» Exercise directions
Rewrite the data from the line containing "Expected: one point per instance of the bowl" through the end of the data, shifting every coordinate by adding 113 to both of its values and leaving all other lines as they are.

» Data records
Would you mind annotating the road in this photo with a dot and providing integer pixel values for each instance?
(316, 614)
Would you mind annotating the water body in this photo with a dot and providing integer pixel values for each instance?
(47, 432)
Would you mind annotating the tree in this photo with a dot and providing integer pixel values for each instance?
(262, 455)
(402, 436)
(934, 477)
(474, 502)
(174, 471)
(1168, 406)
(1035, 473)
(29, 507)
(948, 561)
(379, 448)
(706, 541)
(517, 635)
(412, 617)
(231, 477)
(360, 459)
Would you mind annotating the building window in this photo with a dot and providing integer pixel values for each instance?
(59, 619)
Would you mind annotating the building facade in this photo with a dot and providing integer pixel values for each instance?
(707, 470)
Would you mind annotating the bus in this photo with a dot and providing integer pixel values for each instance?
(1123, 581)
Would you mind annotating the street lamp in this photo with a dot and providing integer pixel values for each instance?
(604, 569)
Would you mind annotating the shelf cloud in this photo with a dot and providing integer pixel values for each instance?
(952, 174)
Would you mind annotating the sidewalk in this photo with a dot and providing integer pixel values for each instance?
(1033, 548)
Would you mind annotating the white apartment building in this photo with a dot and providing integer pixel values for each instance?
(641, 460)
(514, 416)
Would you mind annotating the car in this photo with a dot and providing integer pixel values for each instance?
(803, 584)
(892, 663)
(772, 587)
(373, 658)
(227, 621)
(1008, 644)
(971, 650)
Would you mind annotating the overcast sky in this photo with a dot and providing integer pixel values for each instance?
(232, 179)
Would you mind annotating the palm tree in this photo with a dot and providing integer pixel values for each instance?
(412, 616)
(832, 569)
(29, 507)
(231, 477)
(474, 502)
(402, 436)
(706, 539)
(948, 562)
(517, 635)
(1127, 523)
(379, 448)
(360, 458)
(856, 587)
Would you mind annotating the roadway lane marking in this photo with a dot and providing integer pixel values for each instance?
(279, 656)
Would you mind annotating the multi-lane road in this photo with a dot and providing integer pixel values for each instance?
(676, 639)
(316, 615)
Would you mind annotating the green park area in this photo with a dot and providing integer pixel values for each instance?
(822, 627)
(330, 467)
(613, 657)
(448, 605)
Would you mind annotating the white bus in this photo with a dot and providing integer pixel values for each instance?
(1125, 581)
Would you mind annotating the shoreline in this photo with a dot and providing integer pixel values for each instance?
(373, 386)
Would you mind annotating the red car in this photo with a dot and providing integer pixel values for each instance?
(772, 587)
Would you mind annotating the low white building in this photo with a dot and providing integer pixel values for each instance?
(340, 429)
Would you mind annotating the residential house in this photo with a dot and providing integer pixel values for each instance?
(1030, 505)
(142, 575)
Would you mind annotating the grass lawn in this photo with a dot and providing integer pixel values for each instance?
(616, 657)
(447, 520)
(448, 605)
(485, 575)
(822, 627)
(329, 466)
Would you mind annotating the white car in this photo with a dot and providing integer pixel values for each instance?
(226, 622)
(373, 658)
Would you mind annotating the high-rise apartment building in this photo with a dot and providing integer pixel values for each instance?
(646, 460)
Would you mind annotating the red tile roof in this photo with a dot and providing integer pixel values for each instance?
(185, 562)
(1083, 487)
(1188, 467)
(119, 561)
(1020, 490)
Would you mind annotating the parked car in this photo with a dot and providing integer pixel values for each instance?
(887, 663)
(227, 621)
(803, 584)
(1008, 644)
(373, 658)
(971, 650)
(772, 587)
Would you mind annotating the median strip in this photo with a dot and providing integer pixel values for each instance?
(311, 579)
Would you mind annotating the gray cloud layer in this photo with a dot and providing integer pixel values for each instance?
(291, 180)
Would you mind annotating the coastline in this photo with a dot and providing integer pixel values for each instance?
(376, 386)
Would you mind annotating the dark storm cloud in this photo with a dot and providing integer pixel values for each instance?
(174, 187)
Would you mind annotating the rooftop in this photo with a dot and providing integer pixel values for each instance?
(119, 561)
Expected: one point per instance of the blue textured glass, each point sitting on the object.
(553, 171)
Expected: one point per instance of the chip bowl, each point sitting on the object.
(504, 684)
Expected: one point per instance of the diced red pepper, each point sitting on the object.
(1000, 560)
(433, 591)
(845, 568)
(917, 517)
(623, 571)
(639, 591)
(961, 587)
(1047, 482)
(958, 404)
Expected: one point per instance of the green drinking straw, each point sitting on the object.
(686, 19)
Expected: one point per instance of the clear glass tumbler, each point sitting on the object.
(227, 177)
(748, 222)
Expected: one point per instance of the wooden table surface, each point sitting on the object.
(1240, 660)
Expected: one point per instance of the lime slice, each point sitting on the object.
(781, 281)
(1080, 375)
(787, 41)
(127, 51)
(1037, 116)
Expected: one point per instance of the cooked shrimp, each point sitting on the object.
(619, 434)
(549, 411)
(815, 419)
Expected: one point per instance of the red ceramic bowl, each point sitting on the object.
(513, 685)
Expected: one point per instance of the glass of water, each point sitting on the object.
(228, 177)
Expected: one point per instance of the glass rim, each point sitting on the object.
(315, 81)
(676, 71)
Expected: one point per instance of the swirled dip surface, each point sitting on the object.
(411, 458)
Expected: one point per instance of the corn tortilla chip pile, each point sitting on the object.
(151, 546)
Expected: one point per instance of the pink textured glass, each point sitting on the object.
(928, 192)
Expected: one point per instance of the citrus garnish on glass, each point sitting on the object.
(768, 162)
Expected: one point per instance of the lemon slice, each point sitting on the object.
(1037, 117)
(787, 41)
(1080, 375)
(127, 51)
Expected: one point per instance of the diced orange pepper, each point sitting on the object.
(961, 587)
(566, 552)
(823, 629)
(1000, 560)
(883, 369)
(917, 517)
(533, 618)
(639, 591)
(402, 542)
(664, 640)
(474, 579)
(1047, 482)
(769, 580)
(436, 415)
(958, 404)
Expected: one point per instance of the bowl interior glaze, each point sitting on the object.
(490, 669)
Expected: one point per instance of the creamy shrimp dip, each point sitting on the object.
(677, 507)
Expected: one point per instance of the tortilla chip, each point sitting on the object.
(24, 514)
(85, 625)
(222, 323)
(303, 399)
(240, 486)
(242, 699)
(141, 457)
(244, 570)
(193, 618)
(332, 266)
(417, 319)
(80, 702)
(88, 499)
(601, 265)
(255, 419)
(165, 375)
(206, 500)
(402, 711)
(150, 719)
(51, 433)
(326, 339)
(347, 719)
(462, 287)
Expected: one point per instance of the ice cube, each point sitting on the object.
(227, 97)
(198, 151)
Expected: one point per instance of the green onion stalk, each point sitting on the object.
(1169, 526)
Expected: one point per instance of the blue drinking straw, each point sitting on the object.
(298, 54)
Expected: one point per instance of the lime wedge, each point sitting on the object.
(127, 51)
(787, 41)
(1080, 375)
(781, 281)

» Result of this task
Expected: one point per instance of the bowl interior glaze, each point sitting on the object.
(603, 782)
Expected: one point per instance of the creamy shrimp dip, each point sitting on the object.
(790, 620)
Expected: one point per instance of the tortilla chip, each point sitting on the object.
(137, 627)
(198, 738)
(335, 436)
(416, 512)
(353, 599)
(355, 812)
(254, 570)
(357, 683)
(306, 731)
(445, 379)
(530, 432)
(193, 815)
(201, 612)
(714, 378)
(368, 532)
(278, 488)
(319, 613)
(515, 824)
(263, 832)
(164, 546)
(439, 452)
(460, 832)
(575, 400)
Expected: one point per instance of the ice cube, each point sitting on the object.
(340, 210)
(311, 264)
Expected: one point per instance of the green onion stalk, each point sitting on the object.
(1282, 639)
Expected: one point per instance of the blue drinking straw, each point sitting on the object.
(411, 167)
Expected: one point per instance of the lime wedge, each point sitting on the object.
(240, 164)
(900, 154)
(1193, 488)
(894, 394)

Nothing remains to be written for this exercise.